**EXERCISE REQUIREMENTS**
Repeat, exactly and in full, the lines of the listing below, but without any pictures.

(Data extracted from a collection)
● ● ● ● ● ● ●

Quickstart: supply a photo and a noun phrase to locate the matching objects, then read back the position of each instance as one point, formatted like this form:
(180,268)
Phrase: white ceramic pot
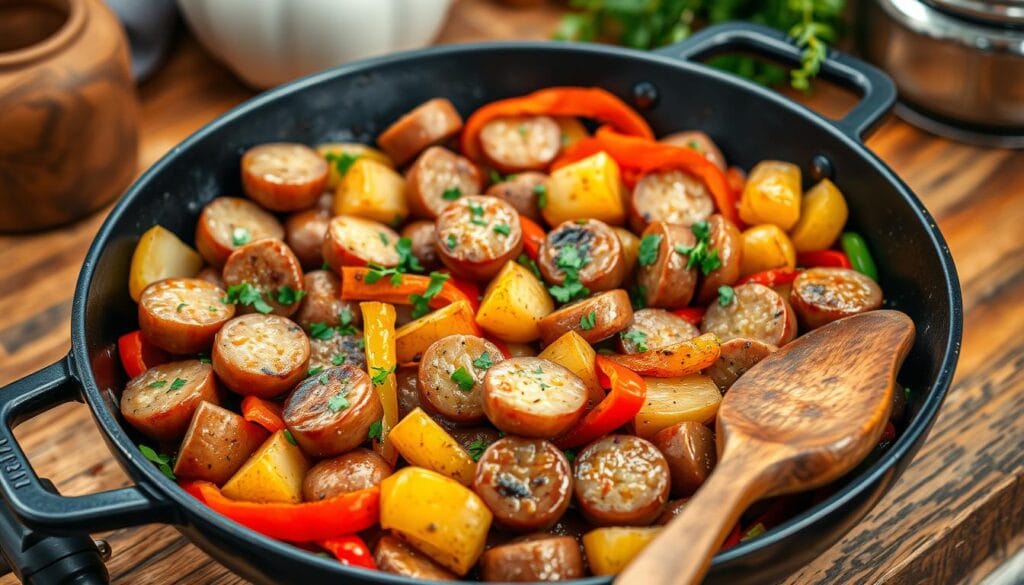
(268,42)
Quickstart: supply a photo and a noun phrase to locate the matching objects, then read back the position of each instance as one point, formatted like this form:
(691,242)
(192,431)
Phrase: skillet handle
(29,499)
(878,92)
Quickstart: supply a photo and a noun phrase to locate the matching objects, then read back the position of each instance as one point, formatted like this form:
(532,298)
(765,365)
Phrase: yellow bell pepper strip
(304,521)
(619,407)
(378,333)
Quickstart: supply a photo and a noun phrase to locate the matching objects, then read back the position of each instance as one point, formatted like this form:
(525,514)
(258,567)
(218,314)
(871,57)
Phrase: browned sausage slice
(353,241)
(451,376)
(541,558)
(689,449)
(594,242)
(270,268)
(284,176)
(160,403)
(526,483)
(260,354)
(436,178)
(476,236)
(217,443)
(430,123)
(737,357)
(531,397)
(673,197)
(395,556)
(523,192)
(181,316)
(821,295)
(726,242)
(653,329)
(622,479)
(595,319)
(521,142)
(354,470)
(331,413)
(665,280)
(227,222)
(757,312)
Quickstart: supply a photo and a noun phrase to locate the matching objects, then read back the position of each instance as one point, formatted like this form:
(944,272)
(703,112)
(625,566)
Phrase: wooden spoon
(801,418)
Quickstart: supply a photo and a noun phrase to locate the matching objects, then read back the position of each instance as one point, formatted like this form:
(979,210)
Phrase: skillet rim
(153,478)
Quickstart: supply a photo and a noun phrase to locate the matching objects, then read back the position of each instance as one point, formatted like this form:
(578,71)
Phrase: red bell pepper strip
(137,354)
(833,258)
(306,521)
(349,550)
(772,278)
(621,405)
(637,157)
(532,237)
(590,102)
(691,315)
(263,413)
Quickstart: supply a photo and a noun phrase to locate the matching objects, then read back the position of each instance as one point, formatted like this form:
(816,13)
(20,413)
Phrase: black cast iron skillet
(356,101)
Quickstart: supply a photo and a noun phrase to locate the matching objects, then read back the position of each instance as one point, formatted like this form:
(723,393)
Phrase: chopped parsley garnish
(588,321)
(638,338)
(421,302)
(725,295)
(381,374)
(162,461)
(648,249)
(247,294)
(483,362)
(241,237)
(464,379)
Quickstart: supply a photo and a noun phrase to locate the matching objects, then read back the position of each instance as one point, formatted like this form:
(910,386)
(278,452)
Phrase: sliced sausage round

● ● ● ● ● ● ●

**WRITTEN RESPONSE**
Quickstart: supply a photo and a noun phrase to locate the matching objects, then read back the position of each instance as one point, formatted like this form:
(180,268)
Phrase: white ceramic pot
(268,42)
Quickstart: supply a photo and a noun phrase to locate the matching objects, then read back the position of each instance as one point, formatted like this form:
(691,242)
(192,431)
Phrase: skillet handle
(29,499)
(878,92)
Quickstart: supply a photo and a noun phrase to locate the matching objects, then read back the position of each instance as one point, formatted like this form:
(532,298)
(765,365)
Phrase: yellow bell pepper strip
(304,521)
(619,407)
(378,333)
Quickstart: supply a photo and a noun phrase to locate the matching objects, then read back the position of each instance as one point, formatted like this form:
(525,514)
(258,567)
(218,314)
(871,57)
Phrase: browned sausage slice
(353,241)
(451,376)
(541,558)
(689,449)
(594,242)
(270,268)
(284,176)
(160,403)
(526,483)
(260,354)
(436,178)
(476,236)
(217,443)
(430,123)
(737,357)
(531,397)
(673,197)
(395,556)
(523,192)
(181,316)
(821,295)
(726,242)
(653,329)
(622,479)
(595,319)
(521,142)
(354,470)
(331,413)
(665,280)
(227,222)
(757,312)
Quickstart: supply a photo and a noun phrase to locate the matching objects, then read back the position of each instance as one point, formatted like this form:
(944,272)
(703,112)
(625,566)
Phrase: wooden spoon
(801,418)
Quickstart: supply a photo and a noun phrase to locate the matching objects, then read back the position of each instance as one point, formatted like this form:
(979,210)
Phrase: skillet rim
(153,478)
Quickstart: supply a photo and a noun phrase to locate the matching objects, then read back the position of each instance as one point, formatted like this form:
(578,71)
Phrase: red bell pepper strip
(137,354)
(833,258)
(306,521)
(349,550)
(772,278)
(621,405)
(637,157)
(532,237)
(590,102)
(691,315)
(263,413)
Quickstart: supply a photo and a noun phrase to locate the matching objects, then read back the position of each instance as one point, formatted like this form:
(816,13)
(20,413)
Phrase: black cast iron skillet
(356,101)
Quickstart: supply a photo and a noun phrase to locate the matching objects, then read back the position of each instance as one point, formatted like this form:
(723,393)
Phrase: chopped parsley garnish
(588,321)
(638,338)
(421,302)
(725,295)
(381,374)
(162,461)
(648,249)
(247,294)
(483,362)
(241,237)
(464,379)
Quickstart: supply a photo and a noun phrase to locate the matching objects, then read back the position of each instance as one point, formatted like this form:
(910,386)
(278,452)
Phrase: sliced sausage round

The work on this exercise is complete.